▸ **AUFGABENSTELLUNG**: Führen Sie den Gerichtsauszug zu den Passbeschaffungskosten nach § 6 AsylbLG im Anschluss an seinen letzten Satz fort.

▸ **QUELLENAUSZUG**:
# # #
Verpflichtung im Eilverfahren auf Gewährung von Passbeschaffungskosten gemäß § 6 AsylbLG, da die Mittel für die Passbeschaffung im Regelsatz nicht enthalten sind. Es erscheint nicht hinnehmbar, wenn die Rechtsordnung den Antragstellern auf der einen Seite etwas zu geben bereit ist (Aufenthaltserlaubnis nach § 25 Abs. 5 AufenthG), was sie auf der anderen Seite (leistungsrechtlich) durch mangelhafte finanzielle Ausstattung unmöglich machen würde.

Schlagwörter: Leistungen nach dem Asylbewerberleistungsgesetz, Passbeschaffungskosten, Passpflicht, Mitwirkungspflicht, vorläufiger Rechtsschutz, einstweilige Anordnung, Ermessen, Ermessensreduzierung auf Null
Normen: AsylbLG § 6, SGG § 86b Abs. 2, AufenthG § 3 Abs. 1, AufenthG § 48, AufenthG § 5 Abs. 1 Nr. 4
Auszüge:

[...]

Der Antrag auf Erlass einer einstweiligen Anordnung ist zulässig und begründet.
# # #
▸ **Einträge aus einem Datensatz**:

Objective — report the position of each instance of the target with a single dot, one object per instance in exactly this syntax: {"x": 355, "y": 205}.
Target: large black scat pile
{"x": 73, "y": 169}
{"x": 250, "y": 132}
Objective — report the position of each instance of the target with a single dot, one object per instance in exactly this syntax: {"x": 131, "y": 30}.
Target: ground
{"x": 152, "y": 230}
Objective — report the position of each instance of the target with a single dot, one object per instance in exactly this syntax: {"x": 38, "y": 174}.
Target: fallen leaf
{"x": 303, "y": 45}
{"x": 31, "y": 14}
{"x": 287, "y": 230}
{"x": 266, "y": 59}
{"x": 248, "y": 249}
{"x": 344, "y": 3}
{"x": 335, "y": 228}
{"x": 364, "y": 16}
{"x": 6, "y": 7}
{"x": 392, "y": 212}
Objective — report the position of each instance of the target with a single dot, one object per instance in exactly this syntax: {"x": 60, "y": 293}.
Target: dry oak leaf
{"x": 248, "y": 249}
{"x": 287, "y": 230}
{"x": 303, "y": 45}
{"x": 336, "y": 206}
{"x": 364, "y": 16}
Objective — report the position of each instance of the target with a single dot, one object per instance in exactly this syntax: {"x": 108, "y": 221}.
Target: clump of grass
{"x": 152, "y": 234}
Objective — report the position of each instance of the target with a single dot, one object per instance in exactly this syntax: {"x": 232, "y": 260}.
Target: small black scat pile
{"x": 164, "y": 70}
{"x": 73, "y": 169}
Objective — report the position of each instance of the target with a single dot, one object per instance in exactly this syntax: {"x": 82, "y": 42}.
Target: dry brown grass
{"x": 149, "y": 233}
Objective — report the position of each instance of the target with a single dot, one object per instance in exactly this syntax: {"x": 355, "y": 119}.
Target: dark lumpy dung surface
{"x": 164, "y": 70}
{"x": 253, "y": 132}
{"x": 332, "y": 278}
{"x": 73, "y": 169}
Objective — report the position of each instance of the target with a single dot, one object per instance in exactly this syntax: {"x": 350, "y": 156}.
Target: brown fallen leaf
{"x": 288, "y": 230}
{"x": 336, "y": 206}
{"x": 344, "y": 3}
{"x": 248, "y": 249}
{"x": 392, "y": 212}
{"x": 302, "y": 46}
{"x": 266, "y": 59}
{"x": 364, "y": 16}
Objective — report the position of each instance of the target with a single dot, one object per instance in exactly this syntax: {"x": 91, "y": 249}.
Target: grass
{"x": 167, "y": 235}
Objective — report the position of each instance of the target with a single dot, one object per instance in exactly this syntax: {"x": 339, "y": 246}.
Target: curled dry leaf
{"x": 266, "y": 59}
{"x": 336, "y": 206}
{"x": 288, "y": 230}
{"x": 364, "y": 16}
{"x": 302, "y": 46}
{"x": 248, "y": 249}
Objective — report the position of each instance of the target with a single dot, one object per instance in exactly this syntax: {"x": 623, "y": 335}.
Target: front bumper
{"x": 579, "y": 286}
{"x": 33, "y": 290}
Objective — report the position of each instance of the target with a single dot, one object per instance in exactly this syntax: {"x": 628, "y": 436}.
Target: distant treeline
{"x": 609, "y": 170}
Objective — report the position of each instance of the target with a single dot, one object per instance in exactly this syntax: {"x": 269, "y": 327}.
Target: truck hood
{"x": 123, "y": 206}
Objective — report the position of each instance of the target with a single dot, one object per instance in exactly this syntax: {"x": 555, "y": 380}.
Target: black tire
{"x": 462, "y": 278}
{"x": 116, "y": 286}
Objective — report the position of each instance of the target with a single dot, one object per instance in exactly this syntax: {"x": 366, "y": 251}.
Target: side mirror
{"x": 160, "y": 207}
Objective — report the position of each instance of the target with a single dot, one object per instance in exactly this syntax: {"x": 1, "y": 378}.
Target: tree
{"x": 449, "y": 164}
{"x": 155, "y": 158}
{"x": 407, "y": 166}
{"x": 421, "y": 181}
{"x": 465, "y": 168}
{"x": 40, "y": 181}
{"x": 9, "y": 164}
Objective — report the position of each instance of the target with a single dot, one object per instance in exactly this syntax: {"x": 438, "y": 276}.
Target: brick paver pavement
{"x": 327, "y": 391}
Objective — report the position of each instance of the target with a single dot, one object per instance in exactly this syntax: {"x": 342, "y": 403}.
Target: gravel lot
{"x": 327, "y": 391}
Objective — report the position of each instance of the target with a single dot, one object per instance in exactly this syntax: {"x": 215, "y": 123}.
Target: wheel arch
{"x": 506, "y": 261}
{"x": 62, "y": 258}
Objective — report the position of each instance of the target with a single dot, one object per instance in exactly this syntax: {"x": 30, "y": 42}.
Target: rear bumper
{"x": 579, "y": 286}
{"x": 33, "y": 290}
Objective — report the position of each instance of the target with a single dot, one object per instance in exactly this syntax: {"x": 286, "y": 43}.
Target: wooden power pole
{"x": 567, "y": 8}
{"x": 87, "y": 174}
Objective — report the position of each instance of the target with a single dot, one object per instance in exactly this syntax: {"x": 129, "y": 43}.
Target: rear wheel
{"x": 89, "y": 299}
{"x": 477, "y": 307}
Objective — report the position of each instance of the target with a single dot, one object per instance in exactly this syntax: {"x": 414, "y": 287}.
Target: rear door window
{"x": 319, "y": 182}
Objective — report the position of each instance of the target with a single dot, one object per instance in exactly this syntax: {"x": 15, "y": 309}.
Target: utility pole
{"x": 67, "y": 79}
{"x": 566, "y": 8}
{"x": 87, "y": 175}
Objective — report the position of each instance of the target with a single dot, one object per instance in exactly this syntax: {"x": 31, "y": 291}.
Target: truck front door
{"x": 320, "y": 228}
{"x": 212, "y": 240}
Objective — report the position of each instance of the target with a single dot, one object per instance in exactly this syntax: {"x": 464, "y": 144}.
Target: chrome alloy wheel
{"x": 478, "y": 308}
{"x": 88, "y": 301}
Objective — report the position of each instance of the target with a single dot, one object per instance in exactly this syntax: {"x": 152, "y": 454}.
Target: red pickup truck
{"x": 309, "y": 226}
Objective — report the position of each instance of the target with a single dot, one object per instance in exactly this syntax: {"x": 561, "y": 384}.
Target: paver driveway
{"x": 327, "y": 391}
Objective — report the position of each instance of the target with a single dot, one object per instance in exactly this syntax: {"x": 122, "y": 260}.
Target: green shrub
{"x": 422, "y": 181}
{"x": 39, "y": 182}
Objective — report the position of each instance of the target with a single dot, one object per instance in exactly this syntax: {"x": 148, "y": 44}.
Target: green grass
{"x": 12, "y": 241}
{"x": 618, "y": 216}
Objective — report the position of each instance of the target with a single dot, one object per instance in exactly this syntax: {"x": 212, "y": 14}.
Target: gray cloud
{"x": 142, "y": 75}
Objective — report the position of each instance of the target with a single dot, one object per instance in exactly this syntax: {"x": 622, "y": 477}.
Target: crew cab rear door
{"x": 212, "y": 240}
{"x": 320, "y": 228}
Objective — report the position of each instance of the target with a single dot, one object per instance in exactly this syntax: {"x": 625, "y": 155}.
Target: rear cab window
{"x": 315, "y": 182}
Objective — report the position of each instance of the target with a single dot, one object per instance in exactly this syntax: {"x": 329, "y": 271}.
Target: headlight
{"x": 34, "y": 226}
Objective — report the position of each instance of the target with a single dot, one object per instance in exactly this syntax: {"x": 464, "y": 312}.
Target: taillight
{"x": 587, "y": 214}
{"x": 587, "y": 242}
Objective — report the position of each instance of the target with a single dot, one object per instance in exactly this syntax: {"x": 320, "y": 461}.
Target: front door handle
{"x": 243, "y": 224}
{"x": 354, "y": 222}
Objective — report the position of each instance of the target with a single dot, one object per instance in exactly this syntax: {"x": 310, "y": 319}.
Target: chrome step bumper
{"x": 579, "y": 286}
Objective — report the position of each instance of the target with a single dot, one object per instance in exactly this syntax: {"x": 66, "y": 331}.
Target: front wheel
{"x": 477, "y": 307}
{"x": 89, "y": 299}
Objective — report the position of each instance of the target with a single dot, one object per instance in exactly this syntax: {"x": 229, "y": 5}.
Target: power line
# # #
▸ **LÖSUNG**:
Nach § 86b Abs. 2 Satz 2 SGG kann das Gericht einstweilige Anordnungen zur Regelung eines vorläufigen Zustandes in Bezug auf ein streitiges Rechtsverhältnis treffen, wenn eine solche Regelung zur Abwendung wesentlicher Nachteile notwendig erscheint. Der Erlass einer solchen Regelungsanordnung setzt voraus, dass nach materiellem Recht ein Anspruch auf die begehrte Leistung besteht (Anordnungsanspruch) und dass die Regelungsanordnung zur Abwendung wesentlicher Nachteile notwendig ist (Anordnungsgrund). Sowohl der Anordnungsanspruch als auch der Anordnungsgrund sind gemäß § 920 Abs. 2 der Zivilprozessordnung (ZPO) i.V.m. § 86 b Abs. 2 Satz 4 SGG glaubhaft zu machen.

Diese Voraussetzungen liegen vor.

Anspruchsgrundlage ist § 6 AsylbLG. Danach können sonstige Leistungen gewährt werden, wenn sie zur Erfüllung einer verwaltungsrechtlichen Mitwirkungspflicht erforderlich sind.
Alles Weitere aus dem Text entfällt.